Castlefield attends - The Mansion House City Debate 2020

Can consumers be trusted to buy into sustainability? Should governments intervene to incentivise us all to buy greener? These are huge questions and they lack succinct answers. What we can fathom from the smattering of studies on green buy-in is perhaps slightly concerning: 65% of us want to buy brands that advocate sustainability. 26% of us actually do so.[1]

Tackling these questionis the 2020 Mansion House City Debate, a joint venture between the Chartered Institute for Securities & Investment (CISI) and the Centre for the Study of Financial Innovation (CFSI). The panel is distinguished: Former Lord Mayor of London Sir Roger Gifford and Farmida Bi, chair of Norton Rose Fulbright for the motion; Liberal Democrat MP Wera Hobhouse and former Newsnight and Channel 4 News journalist Paul Mason against. Less distinguished is the setting, with COVID-19 mandating that Zoom substitutes for the City’s ornate Mansion House this year at least.  

Before the arguments comes the poll. 64% of the c.250 attendees believe that capitalism is the best route to sustainability, 36% disagree. The team that succeeds in moving the dial towards themselves at the end of the debate will take the spoils.   

Farmida Bi is first to speak for the motion and begins by attacking the falsehoods that continue to give capitalism a bad name, arguing that the clichés of Harry Enfield waving loadsamoney and Gordon Gecko snapping his braces are firmly in the past. Capitalism, Bi argues, has a long history of seeking and achieving social good. The 1400 year history of Islamic finance allowing businesses to be profit seeking providing they remain Sharia compliant shows this, she argues, as do the examples of Rowntrees and Cadbury – both tracing a lineage to the principles of QuakerismAt the crux of Bi’s argument is personal accountability. You simply cannot buy a dress for £5 and be upset at the harmful conditions in which it was manufactured (Bi elicits agreement from even her opponents on this point).

**Data supplied**.

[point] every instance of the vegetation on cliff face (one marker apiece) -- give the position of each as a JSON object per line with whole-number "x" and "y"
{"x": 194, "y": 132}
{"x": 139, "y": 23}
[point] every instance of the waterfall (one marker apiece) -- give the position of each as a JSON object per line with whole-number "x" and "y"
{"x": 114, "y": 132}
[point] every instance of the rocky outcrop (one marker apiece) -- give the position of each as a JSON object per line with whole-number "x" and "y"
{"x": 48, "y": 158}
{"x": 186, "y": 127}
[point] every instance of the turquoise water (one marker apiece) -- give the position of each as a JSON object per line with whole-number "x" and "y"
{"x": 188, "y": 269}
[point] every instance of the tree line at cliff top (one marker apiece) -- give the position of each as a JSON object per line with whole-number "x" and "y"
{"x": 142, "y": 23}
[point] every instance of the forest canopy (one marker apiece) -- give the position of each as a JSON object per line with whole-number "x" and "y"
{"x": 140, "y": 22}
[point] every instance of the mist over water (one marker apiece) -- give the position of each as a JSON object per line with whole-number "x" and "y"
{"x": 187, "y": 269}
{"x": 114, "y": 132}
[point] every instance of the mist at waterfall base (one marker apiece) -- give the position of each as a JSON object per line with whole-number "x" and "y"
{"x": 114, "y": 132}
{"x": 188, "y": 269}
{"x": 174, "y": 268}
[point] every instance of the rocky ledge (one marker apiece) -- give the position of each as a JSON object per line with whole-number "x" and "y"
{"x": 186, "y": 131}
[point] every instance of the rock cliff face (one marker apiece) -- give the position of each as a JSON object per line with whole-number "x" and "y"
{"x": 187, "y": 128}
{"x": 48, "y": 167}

**Assignment 1**. Return the passage from the Mansion House debate article that begins at the words "Tackling these questionis the 2020 Mansion House" and stops after the words "year at least.". Copy it exactly.
**Assignment 2**.
Answer these questions about the Mansion House debate article:
(a) What percentage of people actually buy brands that advocate sustainability?
(b) Which panelist is a Liberal Democrat MP?
(c) What replaced Mansion House as the setting for the debate?
**Assignment 3**. Extend the account of the Mansion House City Debate, starting after its last sentence.

**Answer box 1**.
Tackling these questionis the 2020 Mansion House City Debate, a joint venture between the Chartered Institute for Securities & Investment (CISI) and the Centre for the Study of Financial Innovation (CFSI). The panel is distinguished: Former Lord Mayor of London Sir Roger Gifford and Farmida Bi, chair of Norton Rose Fulbright for the motion; Liberal Democrat MP Wera Hobhouse and former Newsnight and Channel 4 News journalist Paul Mason against. Less distinguished is the setting, with COVID-19 mandating that Zoom substitutes for the City’s ornate Mansion House this year at least.

**Answer box 2**.
(a) 26%
(b) Wera Hobhouse
(c) Zoom

**Answer box 3**.
Paul Mason argues against. He draws no distinction between the form of capitalism that exists now and that which has caused mass pollution and damage; It is all built on fossil fuel, it is all built on environmental destructionThe good news, according to Mason, is that man-made global warming happens in real time. Future warming is not caused by carbon omitted previously, it is caused by carbon we omit now. Mason points out that emissions are reducing but not fast enough because the change triggered by capitalism is just not happening. Why? Because negative actions are not dis-incentivised by the capitalist system. The soundbite: ‘there’s no capitalism on a dead planet, there’s no City in a flooded London’ would presumably have met with applause if we weren’t all bound to enjoy this debate from our kitchen tables.  

Sir Roger Gifford, for the motion, disputes Mason’s view that capitalism does not disincentivise environmental harm. To do this he points to the fundamental creativity of capitalism. People never thought the car economical, he argues; they pointed to the superiority of the horse and the unemployment of farriers and wheelwrights as reasons why it would never catch on.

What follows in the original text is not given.